Begin Supplied records

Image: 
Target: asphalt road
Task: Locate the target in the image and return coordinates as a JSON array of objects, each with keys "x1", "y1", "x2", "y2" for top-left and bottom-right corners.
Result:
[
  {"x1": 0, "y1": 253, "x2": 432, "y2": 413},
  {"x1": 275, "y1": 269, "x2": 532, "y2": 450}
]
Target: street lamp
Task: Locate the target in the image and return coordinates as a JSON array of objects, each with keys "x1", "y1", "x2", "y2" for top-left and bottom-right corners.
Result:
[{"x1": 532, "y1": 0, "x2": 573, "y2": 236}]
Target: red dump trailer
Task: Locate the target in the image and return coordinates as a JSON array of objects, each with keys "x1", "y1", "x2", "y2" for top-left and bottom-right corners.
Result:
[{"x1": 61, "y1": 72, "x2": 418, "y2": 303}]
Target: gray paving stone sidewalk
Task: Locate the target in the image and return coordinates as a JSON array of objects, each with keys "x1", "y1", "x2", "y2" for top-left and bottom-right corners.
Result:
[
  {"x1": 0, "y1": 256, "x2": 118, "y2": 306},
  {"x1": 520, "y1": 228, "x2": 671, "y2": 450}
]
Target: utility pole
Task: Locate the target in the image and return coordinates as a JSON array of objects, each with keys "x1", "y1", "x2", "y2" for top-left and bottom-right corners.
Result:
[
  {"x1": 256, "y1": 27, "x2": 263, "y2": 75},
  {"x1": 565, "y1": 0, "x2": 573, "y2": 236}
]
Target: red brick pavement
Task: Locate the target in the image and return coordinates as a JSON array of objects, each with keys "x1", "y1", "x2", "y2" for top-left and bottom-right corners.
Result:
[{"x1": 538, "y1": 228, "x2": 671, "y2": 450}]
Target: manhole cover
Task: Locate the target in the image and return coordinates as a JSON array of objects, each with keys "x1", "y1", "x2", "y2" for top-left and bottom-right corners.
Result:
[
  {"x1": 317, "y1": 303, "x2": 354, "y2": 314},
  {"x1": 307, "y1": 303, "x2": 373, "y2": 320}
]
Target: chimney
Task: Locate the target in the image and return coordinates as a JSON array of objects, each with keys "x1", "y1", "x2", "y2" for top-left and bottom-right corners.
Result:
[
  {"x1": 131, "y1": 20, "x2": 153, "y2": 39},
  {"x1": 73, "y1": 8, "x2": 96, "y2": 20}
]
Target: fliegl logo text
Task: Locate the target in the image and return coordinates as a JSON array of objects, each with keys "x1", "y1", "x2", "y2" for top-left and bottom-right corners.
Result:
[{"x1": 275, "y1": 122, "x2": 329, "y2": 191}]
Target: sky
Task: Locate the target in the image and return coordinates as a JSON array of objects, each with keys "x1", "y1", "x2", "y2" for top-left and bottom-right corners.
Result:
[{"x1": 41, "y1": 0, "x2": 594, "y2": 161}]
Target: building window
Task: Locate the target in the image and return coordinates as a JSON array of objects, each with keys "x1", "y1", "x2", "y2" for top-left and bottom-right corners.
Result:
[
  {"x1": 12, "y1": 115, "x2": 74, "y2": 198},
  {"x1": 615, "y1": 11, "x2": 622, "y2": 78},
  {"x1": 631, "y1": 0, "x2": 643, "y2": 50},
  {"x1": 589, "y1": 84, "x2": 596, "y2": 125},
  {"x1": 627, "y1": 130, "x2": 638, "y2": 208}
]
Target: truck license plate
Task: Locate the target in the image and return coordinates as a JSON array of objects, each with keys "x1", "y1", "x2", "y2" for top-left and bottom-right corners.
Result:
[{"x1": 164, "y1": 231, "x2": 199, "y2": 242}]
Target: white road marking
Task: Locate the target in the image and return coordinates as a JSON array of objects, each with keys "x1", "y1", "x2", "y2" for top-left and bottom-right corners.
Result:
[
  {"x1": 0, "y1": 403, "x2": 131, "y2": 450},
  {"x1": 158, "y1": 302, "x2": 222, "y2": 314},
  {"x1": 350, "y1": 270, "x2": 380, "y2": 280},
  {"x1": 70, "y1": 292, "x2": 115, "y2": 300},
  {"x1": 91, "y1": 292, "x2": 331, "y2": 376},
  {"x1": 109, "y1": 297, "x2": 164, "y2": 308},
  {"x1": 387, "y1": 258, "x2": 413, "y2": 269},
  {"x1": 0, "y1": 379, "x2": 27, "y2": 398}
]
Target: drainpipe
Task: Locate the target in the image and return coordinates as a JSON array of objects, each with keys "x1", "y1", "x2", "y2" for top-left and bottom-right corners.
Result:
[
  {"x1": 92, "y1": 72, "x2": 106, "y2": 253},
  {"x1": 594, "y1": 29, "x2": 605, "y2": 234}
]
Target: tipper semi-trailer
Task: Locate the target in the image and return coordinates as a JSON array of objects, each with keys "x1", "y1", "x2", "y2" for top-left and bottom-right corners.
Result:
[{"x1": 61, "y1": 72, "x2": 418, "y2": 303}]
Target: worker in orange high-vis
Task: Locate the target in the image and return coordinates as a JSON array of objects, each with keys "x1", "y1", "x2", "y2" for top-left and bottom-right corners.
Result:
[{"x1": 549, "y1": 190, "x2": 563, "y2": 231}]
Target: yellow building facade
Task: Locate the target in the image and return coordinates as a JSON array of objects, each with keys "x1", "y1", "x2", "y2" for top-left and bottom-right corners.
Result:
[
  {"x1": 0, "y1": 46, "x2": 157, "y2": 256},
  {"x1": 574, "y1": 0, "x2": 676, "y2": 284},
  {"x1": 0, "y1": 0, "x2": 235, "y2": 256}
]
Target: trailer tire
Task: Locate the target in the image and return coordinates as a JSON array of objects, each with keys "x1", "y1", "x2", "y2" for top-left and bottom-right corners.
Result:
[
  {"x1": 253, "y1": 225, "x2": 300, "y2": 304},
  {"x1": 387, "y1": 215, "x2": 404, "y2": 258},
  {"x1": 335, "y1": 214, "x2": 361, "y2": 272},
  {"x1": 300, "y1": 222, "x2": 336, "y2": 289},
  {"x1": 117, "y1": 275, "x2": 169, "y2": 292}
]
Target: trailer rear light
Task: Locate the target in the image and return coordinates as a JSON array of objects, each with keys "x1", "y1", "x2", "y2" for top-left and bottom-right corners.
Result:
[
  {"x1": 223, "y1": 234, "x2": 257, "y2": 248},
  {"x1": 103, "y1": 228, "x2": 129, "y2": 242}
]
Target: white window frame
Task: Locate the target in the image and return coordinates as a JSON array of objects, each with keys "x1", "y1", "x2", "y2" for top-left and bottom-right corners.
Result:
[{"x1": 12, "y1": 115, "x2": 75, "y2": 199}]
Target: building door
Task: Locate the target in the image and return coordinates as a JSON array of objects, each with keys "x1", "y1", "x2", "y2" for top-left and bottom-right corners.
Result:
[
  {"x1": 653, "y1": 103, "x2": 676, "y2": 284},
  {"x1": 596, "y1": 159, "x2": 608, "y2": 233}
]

End Supplied records
Begin Supplied records

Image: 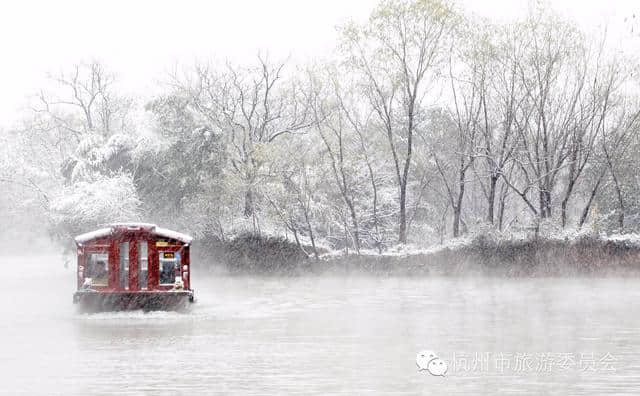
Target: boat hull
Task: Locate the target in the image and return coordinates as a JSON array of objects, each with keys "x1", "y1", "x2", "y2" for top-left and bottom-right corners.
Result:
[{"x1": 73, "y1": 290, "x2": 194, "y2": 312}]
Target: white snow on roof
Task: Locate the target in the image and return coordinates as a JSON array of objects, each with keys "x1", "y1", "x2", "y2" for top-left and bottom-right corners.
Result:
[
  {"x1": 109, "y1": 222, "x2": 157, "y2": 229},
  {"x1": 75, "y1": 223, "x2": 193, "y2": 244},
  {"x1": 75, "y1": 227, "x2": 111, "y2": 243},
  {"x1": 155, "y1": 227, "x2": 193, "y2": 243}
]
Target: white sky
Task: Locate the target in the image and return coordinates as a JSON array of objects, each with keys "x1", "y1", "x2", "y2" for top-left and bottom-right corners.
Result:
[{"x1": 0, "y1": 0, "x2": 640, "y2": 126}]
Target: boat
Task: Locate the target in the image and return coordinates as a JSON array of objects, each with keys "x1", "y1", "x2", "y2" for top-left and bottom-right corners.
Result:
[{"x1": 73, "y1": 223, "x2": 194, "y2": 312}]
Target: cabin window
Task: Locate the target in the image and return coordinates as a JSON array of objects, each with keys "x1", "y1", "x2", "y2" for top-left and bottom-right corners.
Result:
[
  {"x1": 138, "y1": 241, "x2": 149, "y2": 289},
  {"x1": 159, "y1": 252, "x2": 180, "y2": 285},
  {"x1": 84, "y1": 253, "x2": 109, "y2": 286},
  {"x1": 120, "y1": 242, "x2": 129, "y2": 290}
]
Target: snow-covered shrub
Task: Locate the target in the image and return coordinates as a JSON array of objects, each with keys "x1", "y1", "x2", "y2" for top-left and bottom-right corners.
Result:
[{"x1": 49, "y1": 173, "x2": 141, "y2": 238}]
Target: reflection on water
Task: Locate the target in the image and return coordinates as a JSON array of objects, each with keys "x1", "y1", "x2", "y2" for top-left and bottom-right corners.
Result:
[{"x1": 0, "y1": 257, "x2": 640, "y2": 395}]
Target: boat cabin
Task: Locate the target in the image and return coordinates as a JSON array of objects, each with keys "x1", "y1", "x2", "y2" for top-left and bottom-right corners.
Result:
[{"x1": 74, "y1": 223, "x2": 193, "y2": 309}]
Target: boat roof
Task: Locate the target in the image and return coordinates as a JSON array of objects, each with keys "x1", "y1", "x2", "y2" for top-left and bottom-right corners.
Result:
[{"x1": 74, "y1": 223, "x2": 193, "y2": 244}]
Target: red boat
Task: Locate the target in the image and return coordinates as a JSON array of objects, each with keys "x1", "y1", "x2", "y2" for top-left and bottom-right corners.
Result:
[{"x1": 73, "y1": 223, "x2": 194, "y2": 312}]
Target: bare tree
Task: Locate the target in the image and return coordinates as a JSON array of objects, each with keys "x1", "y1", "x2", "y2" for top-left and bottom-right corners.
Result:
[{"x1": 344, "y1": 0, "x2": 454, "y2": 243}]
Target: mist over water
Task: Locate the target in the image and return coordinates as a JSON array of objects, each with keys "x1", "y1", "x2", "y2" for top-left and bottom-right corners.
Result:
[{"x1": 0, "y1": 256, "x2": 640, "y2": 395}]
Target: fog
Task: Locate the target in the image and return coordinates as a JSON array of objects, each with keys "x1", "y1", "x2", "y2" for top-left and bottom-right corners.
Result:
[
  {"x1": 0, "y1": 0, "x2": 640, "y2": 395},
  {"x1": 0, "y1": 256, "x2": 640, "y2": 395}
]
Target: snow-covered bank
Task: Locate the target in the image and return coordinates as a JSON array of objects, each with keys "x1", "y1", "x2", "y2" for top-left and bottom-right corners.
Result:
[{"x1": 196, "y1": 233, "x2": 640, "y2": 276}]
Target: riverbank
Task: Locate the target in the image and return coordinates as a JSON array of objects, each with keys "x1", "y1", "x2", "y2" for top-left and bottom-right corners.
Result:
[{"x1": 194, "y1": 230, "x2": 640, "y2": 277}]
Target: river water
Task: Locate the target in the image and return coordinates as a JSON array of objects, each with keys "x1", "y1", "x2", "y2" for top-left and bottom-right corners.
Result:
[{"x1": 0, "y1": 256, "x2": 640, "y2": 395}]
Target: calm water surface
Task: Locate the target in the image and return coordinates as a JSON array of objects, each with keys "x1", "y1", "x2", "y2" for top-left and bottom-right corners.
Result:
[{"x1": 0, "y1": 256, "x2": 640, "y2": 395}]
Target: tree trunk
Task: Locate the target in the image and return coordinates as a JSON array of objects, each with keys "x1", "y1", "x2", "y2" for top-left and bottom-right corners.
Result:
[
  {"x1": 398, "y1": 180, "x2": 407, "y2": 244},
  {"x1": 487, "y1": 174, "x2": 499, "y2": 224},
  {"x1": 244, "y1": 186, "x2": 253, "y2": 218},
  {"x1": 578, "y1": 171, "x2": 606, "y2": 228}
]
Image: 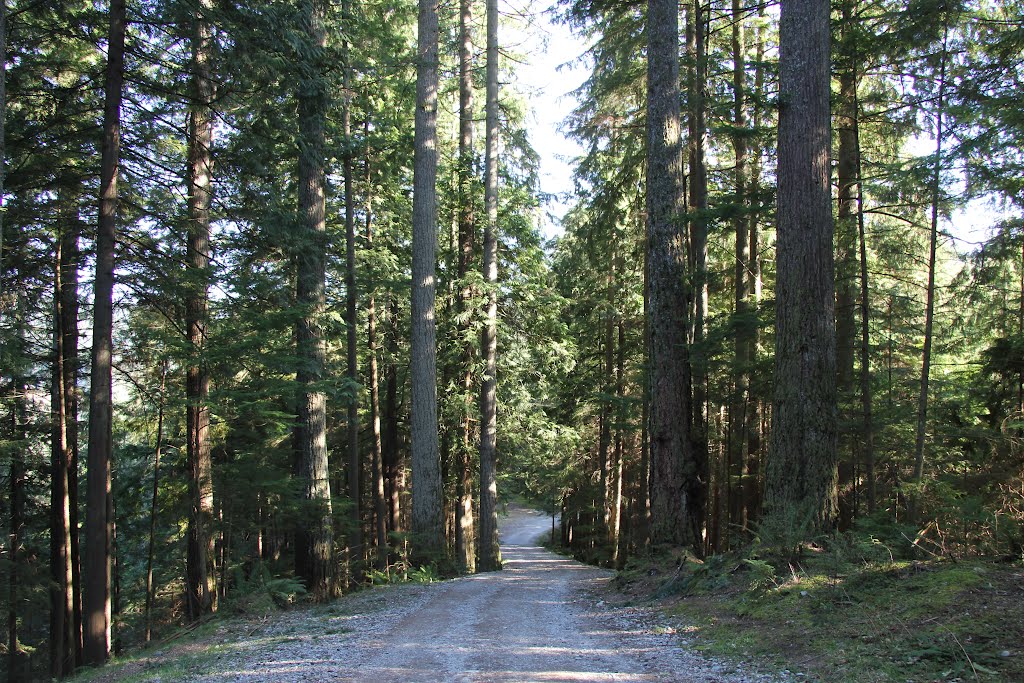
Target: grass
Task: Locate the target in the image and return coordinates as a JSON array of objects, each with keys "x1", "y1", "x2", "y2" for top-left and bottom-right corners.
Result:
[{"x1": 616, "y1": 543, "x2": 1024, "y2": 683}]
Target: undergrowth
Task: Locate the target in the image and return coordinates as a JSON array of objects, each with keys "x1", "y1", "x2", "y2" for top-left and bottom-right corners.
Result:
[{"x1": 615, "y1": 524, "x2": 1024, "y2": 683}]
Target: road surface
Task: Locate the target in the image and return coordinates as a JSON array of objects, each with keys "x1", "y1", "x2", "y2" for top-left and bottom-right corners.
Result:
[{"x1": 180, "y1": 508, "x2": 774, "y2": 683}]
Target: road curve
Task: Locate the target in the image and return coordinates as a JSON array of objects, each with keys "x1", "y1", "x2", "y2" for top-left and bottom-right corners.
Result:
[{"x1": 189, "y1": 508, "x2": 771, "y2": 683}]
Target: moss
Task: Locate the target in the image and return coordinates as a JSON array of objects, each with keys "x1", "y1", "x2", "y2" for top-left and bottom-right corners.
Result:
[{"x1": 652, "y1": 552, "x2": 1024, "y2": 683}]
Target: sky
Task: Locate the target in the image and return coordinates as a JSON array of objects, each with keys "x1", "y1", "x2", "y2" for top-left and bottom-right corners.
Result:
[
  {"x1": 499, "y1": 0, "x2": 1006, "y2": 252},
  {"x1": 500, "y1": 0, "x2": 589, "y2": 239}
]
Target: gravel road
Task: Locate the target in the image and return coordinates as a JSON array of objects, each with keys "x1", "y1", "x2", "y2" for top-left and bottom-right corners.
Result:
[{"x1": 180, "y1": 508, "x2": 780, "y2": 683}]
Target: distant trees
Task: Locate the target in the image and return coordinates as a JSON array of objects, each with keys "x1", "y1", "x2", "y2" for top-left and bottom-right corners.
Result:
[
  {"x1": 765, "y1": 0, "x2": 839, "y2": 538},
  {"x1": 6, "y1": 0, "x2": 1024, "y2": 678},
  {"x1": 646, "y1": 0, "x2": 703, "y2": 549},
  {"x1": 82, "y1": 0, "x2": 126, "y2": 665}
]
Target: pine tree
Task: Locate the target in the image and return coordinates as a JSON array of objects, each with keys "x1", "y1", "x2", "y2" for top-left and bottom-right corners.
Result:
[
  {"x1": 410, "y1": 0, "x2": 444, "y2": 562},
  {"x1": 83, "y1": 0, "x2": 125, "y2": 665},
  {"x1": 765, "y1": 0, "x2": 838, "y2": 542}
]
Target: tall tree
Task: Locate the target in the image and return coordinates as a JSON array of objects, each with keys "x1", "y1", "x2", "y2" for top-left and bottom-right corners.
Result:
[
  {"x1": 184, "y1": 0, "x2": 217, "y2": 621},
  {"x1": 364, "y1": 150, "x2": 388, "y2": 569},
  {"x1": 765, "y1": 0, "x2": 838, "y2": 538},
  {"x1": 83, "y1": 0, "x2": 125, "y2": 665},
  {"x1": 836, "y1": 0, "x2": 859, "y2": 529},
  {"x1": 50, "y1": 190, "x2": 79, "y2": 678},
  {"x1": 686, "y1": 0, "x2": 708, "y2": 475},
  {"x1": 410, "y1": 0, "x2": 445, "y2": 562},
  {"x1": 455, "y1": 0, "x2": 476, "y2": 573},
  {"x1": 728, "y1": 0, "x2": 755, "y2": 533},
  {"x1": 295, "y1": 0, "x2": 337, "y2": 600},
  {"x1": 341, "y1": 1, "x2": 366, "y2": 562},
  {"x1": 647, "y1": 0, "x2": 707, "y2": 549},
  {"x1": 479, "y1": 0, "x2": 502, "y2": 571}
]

End Supplied records
Begin Supplied records

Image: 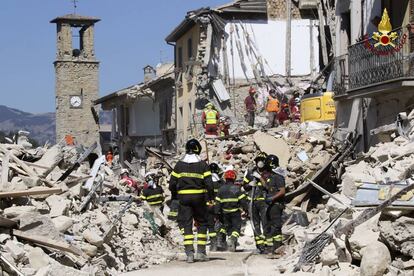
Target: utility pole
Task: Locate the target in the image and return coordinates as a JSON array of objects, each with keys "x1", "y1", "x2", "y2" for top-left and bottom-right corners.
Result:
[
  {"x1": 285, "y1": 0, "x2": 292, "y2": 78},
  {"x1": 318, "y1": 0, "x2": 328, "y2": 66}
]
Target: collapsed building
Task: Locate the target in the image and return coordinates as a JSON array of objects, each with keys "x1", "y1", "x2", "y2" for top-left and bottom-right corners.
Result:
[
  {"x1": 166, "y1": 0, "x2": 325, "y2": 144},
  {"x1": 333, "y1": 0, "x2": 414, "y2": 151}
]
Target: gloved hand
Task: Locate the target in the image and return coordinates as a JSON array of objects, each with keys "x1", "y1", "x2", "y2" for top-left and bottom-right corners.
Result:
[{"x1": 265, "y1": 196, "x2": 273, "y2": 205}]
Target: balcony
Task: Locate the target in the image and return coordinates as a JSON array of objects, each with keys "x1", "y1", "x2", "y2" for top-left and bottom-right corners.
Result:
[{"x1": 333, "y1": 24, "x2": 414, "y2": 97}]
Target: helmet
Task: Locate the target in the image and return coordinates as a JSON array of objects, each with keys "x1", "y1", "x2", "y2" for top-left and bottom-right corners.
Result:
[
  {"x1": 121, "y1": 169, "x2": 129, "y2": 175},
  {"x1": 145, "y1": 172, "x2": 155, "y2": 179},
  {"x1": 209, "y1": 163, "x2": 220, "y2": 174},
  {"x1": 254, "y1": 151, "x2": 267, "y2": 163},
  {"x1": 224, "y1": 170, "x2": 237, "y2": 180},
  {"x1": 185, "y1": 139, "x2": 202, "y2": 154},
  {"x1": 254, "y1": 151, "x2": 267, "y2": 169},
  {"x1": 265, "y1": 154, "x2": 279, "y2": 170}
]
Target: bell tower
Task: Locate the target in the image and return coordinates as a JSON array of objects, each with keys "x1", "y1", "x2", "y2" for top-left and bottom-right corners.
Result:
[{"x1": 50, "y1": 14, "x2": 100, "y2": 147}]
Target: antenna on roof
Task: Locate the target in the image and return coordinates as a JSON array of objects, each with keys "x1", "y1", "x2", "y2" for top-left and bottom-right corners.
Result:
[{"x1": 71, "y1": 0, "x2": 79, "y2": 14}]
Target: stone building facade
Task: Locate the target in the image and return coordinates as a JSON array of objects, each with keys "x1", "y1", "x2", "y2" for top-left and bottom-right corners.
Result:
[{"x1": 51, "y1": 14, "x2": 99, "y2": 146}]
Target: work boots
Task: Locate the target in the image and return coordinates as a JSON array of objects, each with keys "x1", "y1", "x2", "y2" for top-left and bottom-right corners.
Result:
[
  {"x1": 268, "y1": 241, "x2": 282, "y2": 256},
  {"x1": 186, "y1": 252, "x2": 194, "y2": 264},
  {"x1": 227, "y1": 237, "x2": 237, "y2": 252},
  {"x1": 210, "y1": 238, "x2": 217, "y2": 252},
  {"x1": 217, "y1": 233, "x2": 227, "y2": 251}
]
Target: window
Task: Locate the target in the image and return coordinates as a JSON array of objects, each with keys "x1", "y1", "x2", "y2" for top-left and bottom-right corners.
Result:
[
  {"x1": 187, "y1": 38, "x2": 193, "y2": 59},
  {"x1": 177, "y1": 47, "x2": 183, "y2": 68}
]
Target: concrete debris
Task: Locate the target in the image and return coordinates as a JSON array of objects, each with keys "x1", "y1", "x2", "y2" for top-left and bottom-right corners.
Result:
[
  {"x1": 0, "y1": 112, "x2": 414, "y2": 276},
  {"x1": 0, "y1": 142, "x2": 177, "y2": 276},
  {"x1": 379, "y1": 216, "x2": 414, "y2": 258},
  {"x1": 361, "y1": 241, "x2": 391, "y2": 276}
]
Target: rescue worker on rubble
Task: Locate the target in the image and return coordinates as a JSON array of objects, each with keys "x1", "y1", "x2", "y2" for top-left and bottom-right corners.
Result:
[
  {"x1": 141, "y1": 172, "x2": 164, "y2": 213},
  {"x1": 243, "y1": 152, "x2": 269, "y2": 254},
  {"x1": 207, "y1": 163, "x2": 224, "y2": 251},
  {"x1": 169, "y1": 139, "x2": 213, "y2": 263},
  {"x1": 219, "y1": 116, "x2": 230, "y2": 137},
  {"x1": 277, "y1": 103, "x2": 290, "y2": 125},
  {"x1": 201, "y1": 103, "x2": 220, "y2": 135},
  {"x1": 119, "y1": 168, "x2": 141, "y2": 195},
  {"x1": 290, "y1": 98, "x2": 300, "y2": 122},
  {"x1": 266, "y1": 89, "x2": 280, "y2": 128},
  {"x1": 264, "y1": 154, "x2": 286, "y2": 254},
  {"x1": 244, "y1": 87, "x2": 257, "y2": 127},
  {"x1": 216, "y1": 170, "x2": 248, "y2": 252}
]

End Supplied records

> [To be done]: Copy out every line of the items above that contains the string "road".

> [Written response]:
Target: asphalt road
Target: white road marking
Target: road surface
Target: road curve
Target: gravel road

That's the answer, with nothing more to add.